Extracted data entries
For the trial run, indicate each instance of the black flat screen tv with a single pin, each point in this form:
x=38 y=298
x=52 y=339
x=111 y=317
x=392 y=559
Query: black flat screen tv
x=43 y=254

▶ [Work instructions]: The records above, in their entirety, need to be set down again exactly.

▶ [Result below]:
For the trial run, indicate each instance of the black flat screen tv with a single pin, each point in this form:
x=38 y=298
x=52 y=339
x=111 y=317
x=392 y=559
Query: black flat screen tv
x=43 y=254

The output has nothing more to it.